#### Available records
•••••

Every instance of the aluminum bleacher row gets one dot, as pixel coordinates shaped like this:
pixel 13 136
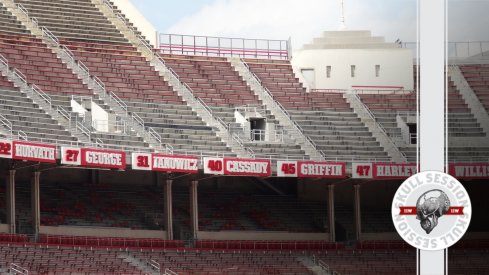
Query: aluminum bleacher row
pixel 215 81
pixel 75 255
pixel 478 78
pixel 231 211
pixel 324 117
pixel 41 67
pixel 95 206
pixel 126 73
pixel 386 107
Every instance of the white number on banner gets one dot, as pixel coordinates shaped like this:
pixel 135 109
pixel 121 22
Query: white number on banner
pixel 141 161
pixel 213 166
pixel 361 170
pixel 287 168
pixel 71 155
pixel 6 149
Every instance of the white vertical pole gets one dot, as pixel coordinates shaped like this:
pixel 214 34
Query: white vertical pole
pixel 432 109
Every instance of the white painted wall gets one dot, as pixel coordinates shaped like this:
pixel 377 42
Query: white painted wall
pixel 139 21
pixel 100 118
pixel 396 67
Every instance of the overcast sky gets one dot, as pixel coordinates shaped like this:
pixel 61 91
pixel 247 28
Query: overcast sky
pixel 302 20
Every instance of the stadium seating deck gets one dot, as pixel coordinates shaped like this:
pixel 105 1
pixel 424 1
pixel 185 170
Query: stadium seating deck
pixel 324 117
pixel 478 78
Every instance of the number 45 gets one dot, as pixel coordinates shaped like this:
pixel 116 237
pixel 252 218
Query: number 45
pixel 288 168
pixel 363 170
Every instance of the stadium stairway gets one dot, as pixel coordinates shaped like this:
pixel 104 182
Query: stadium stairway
pixel 183 90
pixel 129 76
pixel 222 89
pixel 327 119
pixel 133 134
pixel 309 147
pixel 466 135
pixel 476 102
pixel 59 86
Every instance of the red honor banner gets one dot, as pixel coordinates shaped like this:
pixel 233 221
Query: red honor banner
pixel 312 169
pixel 170 163
pixel 103 158
pixel 34 152
pixel 469 170
pixel 393 170
pixel 247 167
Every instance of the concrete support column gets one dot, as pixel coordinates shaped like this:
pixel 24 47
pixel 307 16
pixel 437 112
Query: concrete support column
pixel 35 202
pixel 332 232
pixel 194 209
pixel 10 196
pixel 357 211
pixel 169 209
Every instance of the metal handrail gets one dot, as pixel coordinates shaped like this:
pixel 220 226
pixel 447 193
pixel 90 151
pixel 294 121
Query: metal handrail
pixel 42 94
pixel 49 34
pixel 154 134
pixel 372 116
pixel 68 52
pixel 80 127
pixel 240 142
pixel 23 9
pixel 138 119
pixel 118 100
pixel 98 82
pixel 99 143
pixel 83 66
pixel 4 60
pixel 21 135
pixel 20 75
pixel 6 123
pixel 63 113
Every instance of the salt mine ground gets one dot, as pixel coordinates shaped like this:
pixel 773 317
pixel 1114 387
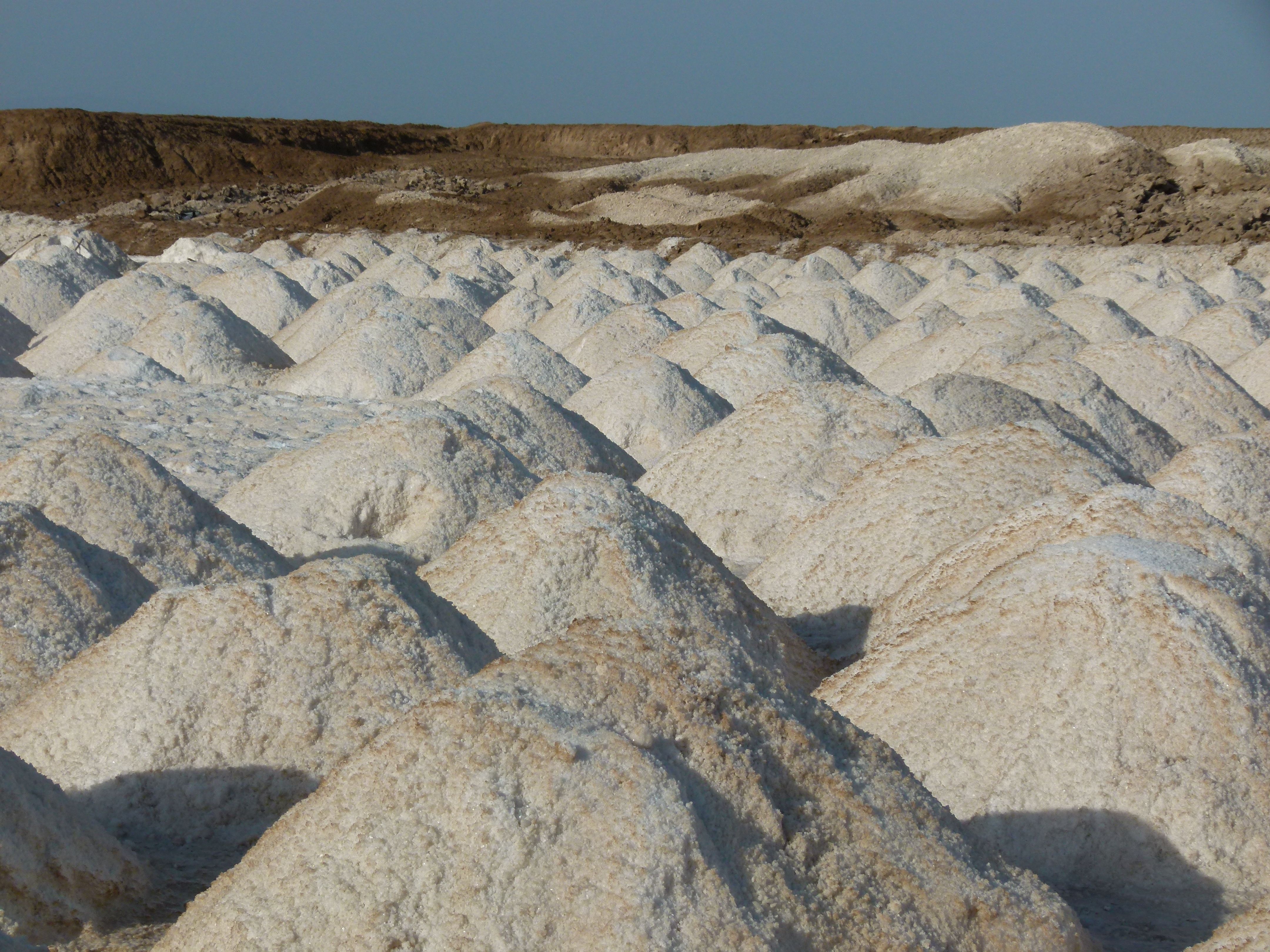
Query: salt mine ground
pixel 633 537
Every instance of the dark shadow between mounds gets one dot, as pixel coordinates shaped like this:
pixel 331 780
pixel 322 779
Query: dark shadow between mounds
pixel 1131 886
pixel 190 826
pixel 839 634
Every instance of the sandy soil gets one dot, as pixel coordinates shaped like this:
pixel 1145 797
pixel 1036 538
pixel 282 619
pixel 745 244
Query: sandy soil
pixel 145 181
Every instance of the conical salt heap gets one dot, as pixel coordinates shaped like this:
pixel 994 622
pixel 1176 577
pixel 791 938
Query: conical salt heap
pixel 624 787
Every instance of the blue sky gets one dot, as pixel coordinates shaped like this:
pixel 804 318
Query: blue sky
pixel 902 63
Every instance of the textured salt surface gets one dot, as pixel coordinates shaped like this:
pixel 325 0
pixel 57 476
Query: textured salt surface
pixel 914 464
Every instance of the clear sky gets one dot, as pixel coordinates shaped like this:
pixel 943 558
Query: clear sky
pixel 896 63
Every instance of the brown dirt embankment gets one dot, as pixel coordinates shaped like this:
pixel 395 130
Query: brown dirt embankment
pixel 163 177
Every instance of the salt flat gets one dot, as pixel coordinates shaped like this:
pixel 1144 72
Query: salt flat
pixel 413 589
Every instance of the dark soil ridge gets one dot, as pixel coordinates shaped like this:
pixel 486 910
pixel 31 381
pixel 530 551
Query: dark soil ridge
pixel 268 178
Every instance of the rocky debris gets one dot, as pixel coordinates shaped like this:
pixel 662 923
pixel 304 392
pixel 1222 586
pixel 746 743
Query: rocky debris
pixel 59 594
pixel 120 499
pixel 747 482
pixel 12 368
pixel 648 407
pixel 839 565
pixel 265 299
pixel 387 355
pixel 257 690
pixel 638 747
pixel 415 479
pixel 1175 385
pixel 742 374
pixel 14 336
pixel 1126 799
pixel 1079 390
pixel 626 333
pixel 59 869
pixel 1248 932
pixel 538 431
pixel 515 353
pixel 1227 477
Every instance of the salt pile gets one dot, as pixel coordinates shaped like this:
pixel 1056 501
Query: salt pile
pixel 534 555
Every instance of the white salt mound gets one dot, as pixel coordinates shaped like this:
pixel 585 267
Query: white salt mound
pixel 388 355
pixel 1230 477
pixel 319 279
pixel 1155 654
pixel 890 285
pixel 416 479
pixel 742 374
pixel 1099 320
pixel 277 253
pixel 514 353
pixel 836 315
pixel 572 316
pixel 962 402
pixel 693 348
pixel 590 546
pixel 106 318
pixel 1145 445
pixel 204 342
pixel 595 718
pixel 1229 332
pixel 648 407
pixel 897 514
pixel 1175 385
pixel 689 309
pixel 516 310
pixel 266 299
pixel 403 272
pixel 747 482
pixel 58 596
pixel 263 686
pixel 628 332
pixel 982 346
pixel 926 320
pixel 538 431
pixel 59 869
pixel 40 289
pixel 115 497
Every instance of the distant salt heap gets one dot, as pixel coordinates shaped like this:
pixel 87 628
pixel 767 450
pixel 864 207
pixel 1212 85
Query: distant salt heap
pixel 1017 488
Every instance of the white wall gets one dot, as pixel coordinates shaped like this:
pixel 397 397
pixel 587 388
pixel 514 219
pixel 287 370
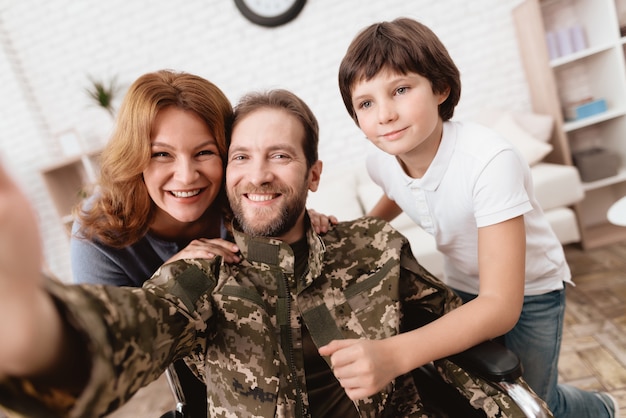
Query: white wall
pixel 50 47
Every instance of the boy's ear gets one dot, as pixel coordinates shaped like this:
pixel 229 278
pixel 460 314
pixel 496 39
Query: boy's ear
pixel 443 96
pixel 315 173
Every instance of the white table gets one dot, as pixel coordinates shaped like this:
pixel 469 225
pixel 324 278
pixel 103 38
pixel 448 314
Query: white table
pixel 617 212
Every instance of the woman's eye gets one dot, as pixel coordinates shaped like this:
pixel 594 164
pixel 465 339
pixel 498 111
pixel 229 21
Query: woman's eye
pixel 207 152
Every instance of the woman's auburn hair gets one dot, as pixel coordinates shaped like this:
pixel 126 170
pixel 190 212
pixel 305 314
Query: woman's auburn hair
pixel 121 210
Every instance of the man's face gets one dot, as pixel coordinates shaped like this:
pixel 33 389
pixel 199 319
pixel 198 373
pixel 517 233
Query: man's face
pixel 267 179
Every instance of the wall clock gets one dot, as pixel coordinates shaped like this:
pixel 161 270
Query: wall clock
pixel 270 13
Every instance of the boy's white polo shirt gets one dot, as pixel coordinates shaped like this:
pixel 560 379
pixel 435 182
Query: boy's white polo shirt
pixel 476 179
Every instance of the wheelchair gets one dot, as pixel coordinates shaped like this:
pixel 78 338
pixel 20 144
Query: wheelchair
pixel 490 361
pixel 495 365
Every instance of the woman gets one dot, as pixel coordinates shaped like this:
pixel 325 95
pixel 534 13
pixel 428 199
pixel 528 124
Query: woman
pixel 160 194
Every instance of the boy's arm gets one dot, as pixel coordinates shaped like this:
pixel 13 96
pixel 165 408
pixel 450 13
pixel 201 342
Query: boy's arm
pixel 386 209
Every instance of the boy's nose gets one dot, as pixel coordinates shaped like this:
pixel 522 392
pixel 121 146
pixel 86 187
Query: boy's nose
pixel 386 112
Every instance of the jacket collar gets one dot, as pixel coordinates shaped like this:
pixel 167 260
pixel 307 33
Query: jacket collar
pixel 272 253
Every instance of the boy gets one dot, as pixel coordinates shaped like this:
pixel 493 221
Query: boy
pixel 473 192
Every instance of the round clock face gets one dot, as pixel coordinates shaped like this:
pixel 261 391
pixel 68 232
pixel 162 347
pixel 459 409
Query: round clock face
pixel 270 12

•••••

#### What is required
Output, exactly and with no other text, the line that contains "Every instance of the jacket" and all lines from there to the end of the records.

#### Written answer
Every instance of the jacket collar gets one dot, as pixel coordinates shaped like this:
pixel 167 260
pixel 307 33
Query: jacket collar
pixel 272 253
Every instance of the boy gets one dot, as pixel coordinates shaped like this:
pixel 493 221
Query: boy
pixel 473 192
Every instance of the round clock face gets one dot, as pixel coordinates shaped like this:
pixel 261 391
pixel 68 232
pixel 162 347
pixel 459 409
Query: round clock face
pixel 270 12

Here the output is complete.